**About this exercise:** Give back the full data, unchanged and complete.

**Supplied material:**
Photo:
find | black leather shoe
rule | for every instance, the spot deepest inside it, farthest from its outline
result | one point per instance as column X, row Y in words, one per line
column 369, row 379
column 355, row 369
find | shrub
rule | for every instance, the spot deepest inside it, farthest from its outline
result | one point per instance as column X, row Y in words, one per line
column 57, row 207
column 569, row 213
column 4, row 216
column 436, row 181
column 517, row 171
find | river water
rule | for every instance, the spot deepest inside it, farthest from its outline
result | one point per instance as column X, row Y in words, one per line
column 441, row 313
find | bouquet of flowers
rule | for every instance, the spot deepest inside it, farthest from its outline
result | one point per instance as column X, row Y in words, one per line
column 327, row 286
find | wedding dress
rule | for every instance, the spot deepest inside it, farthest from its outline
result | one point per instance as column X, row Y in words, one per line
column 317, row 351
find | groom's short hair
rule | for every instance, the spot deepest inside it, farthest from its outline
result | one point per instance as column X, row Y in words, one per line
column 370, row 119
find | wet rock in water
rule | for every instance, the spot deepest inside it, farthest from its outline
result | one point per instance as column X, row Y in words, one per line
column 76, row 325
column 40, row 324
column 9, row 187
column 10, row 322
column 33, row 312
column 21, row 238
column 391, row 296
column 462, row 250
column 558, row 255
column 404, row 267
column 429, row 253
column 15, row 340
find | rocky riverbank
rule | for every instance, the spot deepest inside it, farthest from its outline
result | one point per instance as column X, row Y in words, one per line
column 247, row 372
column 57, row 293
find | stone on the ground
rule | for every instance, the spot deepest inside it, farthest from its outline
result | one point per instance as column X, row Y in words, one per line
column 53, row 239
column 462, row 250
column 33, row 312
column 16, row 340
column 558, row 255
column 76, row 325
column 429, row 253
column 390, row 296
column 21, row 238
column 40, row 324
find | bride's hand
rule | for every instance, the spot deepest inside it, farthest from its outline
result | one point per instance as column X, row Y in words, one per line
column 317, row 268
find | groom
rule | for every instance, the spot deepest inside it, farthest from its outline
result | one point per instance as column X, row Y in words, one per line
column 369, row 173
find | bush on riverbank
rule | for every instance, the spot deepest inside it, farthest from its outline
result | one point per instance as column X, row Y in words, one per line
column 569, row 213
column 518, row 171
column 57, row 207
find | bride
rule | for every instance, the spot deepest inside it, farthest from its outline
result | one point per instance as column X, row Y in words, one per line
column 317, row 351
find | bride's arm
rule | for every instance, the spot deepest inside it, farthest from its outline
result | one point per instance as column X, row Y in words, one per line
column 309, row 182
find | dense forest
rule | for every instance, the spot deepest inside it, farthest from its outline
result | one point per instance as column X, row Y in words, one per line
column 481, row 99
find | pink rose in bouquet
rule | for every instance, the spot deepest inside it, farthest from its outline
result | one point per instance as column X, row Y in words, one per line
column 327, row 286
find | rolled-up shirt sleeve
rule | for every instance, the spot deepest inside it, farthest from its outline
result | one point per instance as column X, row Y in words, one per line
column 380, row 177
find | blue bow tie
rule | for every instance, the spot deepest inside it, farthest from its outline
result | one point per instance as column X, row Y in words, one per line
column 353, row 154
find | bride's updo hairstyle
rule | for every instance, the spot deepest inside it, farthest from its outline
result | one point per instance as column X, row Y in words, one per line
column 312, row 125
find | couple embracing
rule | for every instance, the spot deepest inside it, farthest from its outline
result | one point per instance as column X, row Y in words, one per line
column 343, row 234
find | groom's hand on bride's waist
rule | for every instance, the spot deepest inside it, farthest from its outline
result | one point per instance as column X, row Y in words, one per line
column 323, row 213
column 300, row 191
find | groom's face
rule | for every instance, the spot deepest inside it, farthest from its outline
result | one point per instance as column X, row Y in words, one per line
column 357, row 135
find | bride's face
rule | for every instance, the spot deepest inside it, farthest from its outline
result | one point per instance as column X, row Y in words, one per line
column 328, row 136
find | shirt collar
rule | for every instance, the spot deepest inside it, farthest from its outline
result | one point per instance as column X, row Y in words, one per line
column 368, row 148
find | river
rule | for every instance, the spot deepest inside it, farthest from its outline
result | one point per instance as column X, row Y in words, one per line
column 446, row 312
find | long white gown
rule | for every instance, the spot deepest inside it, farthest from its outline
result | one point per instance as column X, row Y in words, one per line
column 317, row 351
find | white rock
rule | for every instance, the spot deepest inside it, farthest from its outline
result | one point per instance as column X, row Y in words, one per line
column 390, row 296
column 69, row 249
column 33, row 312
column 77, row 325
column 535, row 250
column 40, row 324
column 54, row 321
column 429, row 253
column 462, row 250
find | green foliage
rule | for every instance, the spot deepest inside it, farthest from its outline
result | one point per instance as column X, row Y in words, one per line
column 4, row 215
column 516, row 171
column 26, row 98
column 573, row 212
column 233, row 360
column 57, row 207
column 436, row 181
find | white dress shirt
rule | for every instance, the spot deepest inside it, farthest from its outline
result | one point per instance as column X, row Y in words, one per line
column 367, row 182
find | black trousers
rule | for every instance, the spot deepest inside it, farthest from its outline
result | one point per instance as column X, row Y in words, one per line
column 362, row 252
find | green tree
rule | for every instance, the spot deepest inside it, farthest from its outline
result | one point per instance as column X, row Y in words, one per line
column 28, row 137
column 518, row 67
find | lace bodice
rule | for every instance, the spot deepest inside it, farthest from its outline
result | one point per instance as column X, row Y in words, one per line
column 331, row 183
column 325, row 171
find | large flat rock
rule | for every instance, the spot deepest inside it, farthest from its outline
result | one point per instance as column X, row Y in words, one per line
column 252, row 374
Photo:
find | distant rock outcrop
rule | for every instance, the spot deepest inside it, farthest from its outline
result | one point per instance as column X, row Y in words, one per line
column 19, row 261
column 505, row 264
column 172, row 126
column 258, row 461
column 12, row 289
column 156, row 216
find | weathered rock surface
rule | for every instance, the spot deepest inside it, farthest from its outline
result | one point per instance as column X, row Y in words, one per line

**Result of this task:**
Photo:
find | black leather shoe
rule | for every instance, the spot deepest inside it, farthest from its outline
result | one point per instance as column X, row Y in words, one per line
column 369, row 379
column 355, row 369
find | shrub
rule | for every instance, the spot deepest inside it, farthest from its outline
result | one point per instance as column X, row Y in words, one per line
column 57, row 207
column 569, row 213
column 4, row 216
column 436, row 181
column 517, row 171
find | river water
rule | for every instance, the spot deepest inside it, farthest from its outline
result | one point per instance as column X, row Y in words, one per line
column 441, row 313
find | bouquet of flowers
rule | for every instance, the spot deepest inside it, farthest from its outline
result | one point per instance as column X, row Y in words, one per line
column 327, row 286
find | wedding dress
rule | for every instance, the spot deepest inside it, farthest from its outline
result | one point per instance as column X, row Y in words, one per line
column 317, row 351
find | groom's short hair
rule | for every instance, the spot deepest inside it, farthest from its outline
result | one point per instance as column X, row Y in words, one per line
column 370, row 119
find | wet rock in water
rule | for every instance, the spot deepest inside it, farthest from its outline
result | one point per instance as column X, row Y in words, one per line
column 76, row 325
column 40, row 324
column 9, row 187
column 10, row 322
column 33, row 312
column 21, row 238
column 391, row 296
column 462, row 250
column 558, row 255
column 404, row 267
column 429, row 253
column 15, row 340
find | rocky riverbank
rule | for every instance, the spot deepest inside it, farthest from its outline
result | one point per instance as column X, row Y in words, one per line
column 247, row 372
column 57, row 293
find | stone on the ground
rule | for every instance, the spot deepest inside it, farthest from its outline
result | one point per instance as column X, row Y in words, one per line
column 53, row 239
column 462, row 250
column 33, row 312
column 16, row 340
column 558, row 255
column 76, row 325
column 429, row 253
column 390, row 296
column 21, row 238
column 40, row 324
find | bride's hand
rule | for every instance, the spot deepest inside it, farthest from its outline
result | one point per instance as column X, row Y in words, one per line
column 317, row 268
find | groom
rule | for every instance, the spot deepest inside it, farthest from its outline
result | one point per instance as column X, row Y in words, one per line
column 369, row 173
find | bush on riverbank
rule | for every instance, the spot deepest inside it, farthest from its outline
result | one point per instance as column X, row Y in words, one per line
column 569, row 213
column 518, row 171
column 57, row 207
find | bride
rule | for every instance, the spot deepest inside it, farthest from its outline
result | one point per instance as column X, row Y in words, one per line
column 317, row 351
find | bride's arm
rule | for every instance, the spot deepest inside it, farthest from its outline
result | one point per instance as column X, row Y in words, one per line
column 309, row 182
find | dense forest
rule | for every instance, the spot deepest inside it, farthest from its outline
result | one point per instance as column X, row Y in words, one per line
column 481, row 99
find | pink rose in bouquet
rule | for every instance, the spot deepest inside it, farthest from its outline
result | one point per instance as column X, row Y in words, one per line
column 327, row 286
find | rolled-up shirt sleeve
rule | for every instance, the spot deepest inside it, farthest from its outline
result | one point per instance as column X, row Y in words, one per line
column 380, row 177
find | blue bow tie
rule | for every instance, the spot deepest inside it, farthest from its outline
result | one point per instance as column X, row Y in words, one per line
column 353, row 154
find | bride's updo hairstyle
rule | for every instance, the spot deepest inside it, farthest from its outline
result | one point per instance as column X, row Y in words, one per line
column 312, row 125
find | couple embracing
rule | for every instance, the spot deepest inside it, farthest from its outline
result | one point per instance as column X, row Y in words, one per line
column 343, row 234
find | groom's hand on bride's waist
rule | for every instance, the spot deepest inside it, farthest from its outline
result | one point per instance as column X, row Y in words, one per line
column 323, row 213
column 300, row 191
find | groom's face
rule | for every instance, the spot deepest inside it, farthest from its outline
result | one point per instance as column X, row Y in words, one per line
column 357, row 135
find | bride's face
rule | for every instance, the spot deepest inside it, farthest from its outline
result | one point per instance as column X, row Y in words, one per line
column 328, row 136
find | shirt collar
rule | for every instance, the spot deepest inside it, farthest from its outline
result | one point per instance as column X, row Y in words, one per line
column 368, row 148
find | river
rule | for every instance, the spot deepest inside it, farthest from its outline
result | one point per instance as column X, row Y in words, one per line
column 446, row 312
find | long white gown
rule | for every instance, the spot deepest inside it, farthest from its outline
result | one point per instance as column X, row Y in words, one per line
column 317, row 351
find | white rock
rule | for every instance, the spot deepest inside it, farthest from its outline
result | one point per instance as column X, row Y in words, one per line
column 390, row 296
column 69, row 249
column 33, row 312
column 77, row 325
column 535, row 250
column 40, row 324
column 54, row 321
column 429, row 253
column 462, row 250
find | green foliage
rule | for every instance, the spot deepest inside it, farthest from its outline
result | one point per instance as column X, row Y in words, one per line
column 4, row 215
column 516, row 171
column 26, row 98
column 573, row 212
column 233, row 360
column 57, row 207
column 436, row 181
find | white dress shirt
rule | for every instance, the spot deepest inside it, farthest from its outline
result | one point per instance as column X, row Y in words, one per line
column 367, row 182
find | black trousers
rule | for every instance, the spot deepest inside it, farthest from its outline
result | one point per instance as column X, row Y in words, one per line
column 362, row 252
find | green tree
rule | for every instance, the spot deepest inside it, farthest from its outline
result | one point per instance as column X, row Y in words, one per line
column 28, row 137
column 518, row 67
find | lace bodice
rule | for every instance, the spot deepest inside it, farthest from its outline
result | one point per instance as column X, row Y in words, one per line
column 331, row 183
column 325, row 171
find | large flat rock
rule | for every instance, the spot deepest inside it, farthest from its outline
result | one point per instance as column X, row Y in words, one per line
column 252, row 374
Photo:
find | distant rock outcrop
rule | for every instance, the spot deepest inside it, farthest from its outline
result | one point per instance as column X, row Y in words, one per line
column 19, row 261
column 505, row 264
column 172, row 126
column 258, row 461
column 12, row 289
column 156, row 216
find | weathered rock surface
rule | for every instance, the spot deepest inside it, farthest from its outline
result | one point per instance as column X, row Y in words, one per line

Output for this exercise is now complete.